To some, I must seem like a walking, talking peace sign, but these issues are very dear to me. On my desk, next to my husband’s photo, are three important pieces of paper that I view every morning at the start of my day. They are the US Bill of Rights, The UN Universal Declaration of Human Rights and the UUA’s 7 principles. These three are pledges that we as human society have made to each other and to future generations and they have helped form my values. I am so fortunate that I have found a congregation where these declarations also resonant and where I can live out those values in my interactions with each of you. As Barbara has said, it is good to have this place – this Church – where we can say the most important things and know they will be heard. I especially want to acknowledge the Peace & Justice group and my Covenant Group, the Independents. It is in these two groups that I feel the strongest sense of kinship.
Dr. King once stated “History will have to record that the greatest tragedy of this period…was not the strident clamor of the bad people, but the appalling silence of the good people.” I think that this could again be said about our citizenry. There has been a deafening national silence on very important issues that I hope is now ending. Over these past years, I have found sanctuary here in our congregation as the good people within it could not be silenced. Instead, you let your voices be heard in letter-writing campaigns, petitions or even through acts of fasting or marching in demonstrations. Together, we stood up and spoke out for justice and a greater peace. That is turning the noble principles that we champion into a reality.

[Point location data]
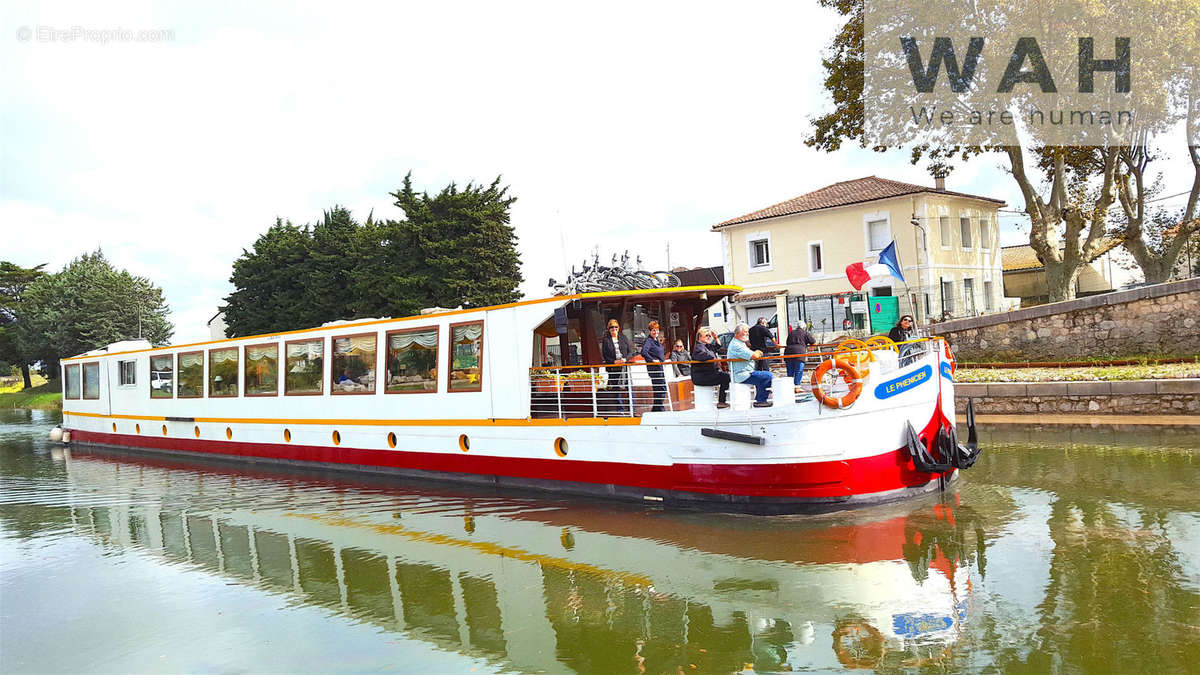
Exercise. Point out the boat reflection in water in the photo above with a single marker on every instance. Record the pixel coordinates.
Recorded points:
(538, 585)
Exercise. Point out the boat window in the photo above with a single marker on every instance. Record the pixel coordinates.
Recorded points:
(71, 381)
(305, 366)
(191, 375)
(91, 381)
(467, 357)
(354, 364)
(413, 360)
(162, 376)
(262, 370)
(223, 372)
(127, 374)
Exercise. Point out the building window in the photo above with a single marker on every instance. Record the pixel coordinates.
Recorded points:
(413, 362)
(816, 263)
(466, 357)
(879, 233)
(71, 381)
(162, 376)
(190, 371)
(127, 374)
(305, 368)
(262, 374)
(223, 372)
(760, 252)
(91, 381)
(354, 364)
(947, 297)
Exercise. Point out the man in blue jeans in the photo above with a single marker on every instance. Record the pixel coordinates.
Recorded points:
(743, 371)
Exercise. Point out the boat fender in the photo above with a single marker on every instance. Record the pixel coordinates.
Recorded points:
(849, 372)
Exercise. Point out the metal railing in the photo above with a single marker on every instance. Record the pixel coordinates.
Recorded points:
(634, 388)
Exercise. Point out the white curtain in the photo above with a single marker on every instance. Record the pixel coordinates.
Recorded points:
(220, 356)
(465, 333)
(421, 339)
(360, 345)
(306, 350)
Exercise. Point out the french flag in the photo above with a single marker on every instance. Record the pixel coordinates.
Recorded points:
(888, 264)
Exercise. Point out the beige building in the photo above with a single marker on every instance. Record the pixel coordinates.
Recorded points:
(948, 245)
(1025, 276)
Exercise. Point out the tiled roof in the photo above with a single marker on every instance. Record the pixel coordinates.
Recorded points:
(1023, 257)
(843, 193)
(756, 297)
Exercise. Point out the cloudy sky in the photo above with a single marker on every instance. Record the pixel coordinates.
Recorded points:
(628, 125)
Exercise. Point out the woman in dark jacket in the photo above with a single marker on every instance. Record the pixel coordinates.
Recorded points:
(901, 330)
(798, 342)
(653, 352)
(615, 348)
(707, 374)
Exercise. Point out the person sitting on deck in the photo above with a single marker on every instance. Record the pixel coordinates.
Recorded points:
(742, 370)
(707, 374)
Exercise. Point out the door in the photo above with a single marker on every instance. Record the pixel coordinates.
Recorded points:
(885, 312)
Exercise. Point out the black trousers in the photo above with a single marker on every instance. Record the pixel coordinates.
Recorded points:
(713, 380)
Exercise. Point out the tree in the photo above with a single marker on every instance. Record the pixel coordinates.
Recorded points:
(451, 249)
(1068, 204)
(87, 305)
(13, 282)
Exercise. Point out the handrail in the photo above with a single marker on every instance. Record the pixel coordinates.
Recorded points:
(765, 357)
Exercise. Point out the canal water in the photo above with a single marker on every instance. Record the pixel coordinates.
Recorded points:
(1062, 550)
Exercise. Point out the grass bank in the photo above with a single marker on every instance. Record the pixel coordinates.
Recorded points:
(43, 394)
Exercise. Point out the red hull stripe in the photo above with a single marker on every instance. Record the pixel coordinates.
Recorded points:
(888, 471)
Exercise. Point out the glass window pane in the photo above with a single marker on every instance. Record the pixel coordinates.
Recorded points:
(354, 364)
(467, 357)
(223, 372)
(162, 377)
(413, 360)
(262, 370)
(305, 368)
(91, 380)
(71, 387)
(191, 375)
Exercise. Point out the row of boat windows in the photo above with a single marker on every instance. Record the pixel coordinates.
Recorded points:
(409, 366)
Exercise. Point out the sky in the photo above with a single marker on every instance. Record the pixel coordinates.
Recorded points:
(627, 126)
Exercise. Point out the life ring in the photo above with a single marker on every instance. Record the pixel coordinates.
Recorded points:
(849, 372)
(857, 644)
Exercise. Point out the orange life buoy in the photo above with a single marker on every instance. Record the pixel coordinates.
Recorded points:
(849, 372)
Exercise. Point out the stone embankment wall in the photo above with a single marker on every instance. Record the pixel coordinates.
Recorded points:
(1137, 396)
(1162, 318)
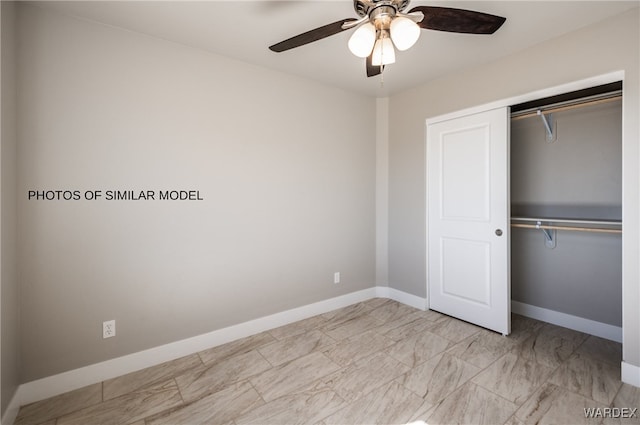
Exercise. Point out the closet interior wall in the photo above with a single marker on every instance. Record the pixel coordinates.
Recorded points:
(577, 176)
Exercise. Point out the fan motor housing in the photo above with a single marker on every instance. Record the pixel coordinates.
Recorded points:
(363, 7)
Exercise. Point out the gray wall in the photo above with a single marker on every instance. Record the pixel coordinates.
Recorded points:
(578, 176)
(9, 291)
(286, 168)
(612, 45)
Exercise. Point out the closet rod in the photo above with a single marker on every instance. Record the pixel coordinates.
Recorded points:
(589, 101)
(580, 229)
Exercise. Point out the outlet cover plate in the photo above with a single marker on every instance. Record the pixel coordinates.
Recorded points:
(108, 329)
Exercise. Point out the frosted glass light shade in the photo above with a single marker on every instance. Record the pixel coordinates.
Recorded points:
(383, 52)
(362, 41)
(404, 32)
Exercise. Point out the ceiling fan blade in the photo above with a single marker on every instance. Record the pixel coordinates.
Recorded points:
(373, 70)
(310, 36)
(458, 20)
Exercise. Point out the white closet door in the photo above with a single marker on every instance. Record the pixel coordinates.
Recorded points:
(468, 218)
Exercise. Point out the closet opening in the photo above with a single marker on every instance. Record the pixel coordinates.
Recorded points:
(566, 210)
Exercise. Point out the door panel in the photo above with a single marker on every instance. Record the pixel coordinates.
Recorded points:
(468, 218)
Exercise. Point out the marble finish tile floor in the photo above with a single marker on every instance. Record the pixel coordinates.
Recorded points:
(375, 362)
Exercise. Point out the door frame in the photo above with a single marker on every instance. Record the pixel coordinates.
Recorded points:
(528, 97)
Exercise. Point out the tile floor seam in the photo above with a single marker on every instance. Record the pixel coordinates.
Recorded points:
(549, 351)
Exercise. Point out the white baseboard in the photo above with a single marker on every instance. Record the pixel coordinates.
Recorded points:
(630, 374)
(67, 381)
(11, 413)
(402, 297)
(602, 330)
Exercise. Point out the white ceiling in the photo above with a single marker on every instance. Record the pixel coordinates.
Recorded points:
(244, 29)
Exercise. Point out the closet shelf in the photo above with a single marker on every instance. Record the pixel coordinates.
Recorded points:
(596, 226)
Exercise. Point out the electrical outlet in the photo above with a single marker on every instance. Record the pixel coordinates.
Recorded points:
(108, 329)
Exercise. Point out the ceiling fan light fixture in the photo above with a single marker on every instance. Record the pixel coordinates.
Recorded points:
(383, 52)
(404, 32)
(362, 41)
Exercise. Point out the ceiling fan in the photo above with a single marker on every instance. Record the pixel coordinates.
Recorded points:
(383, 25)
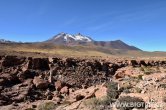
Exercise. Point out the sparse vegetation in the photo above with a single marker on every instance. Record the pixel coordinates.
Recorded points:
(96, 104)
(140, 77)
(47, 106)
(147, 70)
(128, 103)
(112, 91)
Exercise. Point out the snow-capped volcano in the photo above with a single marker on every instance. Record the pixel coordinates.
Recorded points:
(78, 39)
(68, 37)
(65, 38)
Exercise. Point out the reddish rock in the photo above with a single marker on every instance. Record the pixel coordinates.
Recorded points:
(64, 90)
(40, 83)
(59, 85)
(133, 63)
(101, 92)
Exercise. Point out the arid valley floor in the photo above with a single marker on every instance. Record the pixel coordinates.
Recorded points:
(40, 81)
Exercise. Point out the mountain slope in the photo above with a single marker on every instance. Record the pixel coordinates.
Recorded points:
(78, 39)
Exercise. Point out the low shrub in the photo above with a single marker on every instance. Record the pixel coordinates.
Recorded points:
(47, 106)
(128, 103)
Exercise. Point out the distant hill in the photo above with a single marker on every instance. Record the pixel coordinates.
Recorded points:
(79, 39)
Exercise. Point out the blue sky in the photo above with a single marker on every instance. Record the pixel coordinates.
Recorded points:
(141, 23)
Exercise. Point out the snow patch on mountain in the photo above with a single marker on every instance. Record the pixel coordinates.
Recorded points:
(77, 37)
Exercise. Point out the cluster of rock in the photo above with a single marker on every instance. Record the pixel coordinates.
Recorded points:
(30, 79)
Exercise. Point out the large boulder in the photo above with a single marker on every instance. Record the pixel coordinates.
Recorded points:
(59, 85)
(40, 83)
(101, 92)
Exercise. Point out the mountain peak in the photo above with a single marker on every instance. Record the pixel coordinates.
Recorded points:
(79, 39)
(65, 37)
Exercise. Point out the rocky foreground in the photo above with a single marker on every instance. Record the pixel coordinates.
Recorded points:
(28, 83)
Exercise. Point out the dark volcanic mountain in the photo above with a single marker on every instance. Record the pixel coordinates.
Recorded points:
(78, 39)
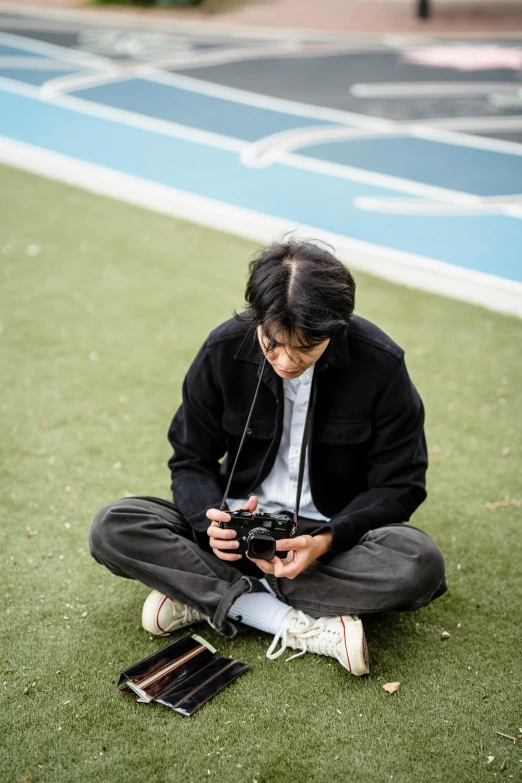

• Task statement
What documents does the reflection on peace and justice above say sit on the speaker's desk and are read every morning?

• Expected answer
The US Bill of Rights, the UN Universal Declaration of Human Rights, and the UUA's 7 principles.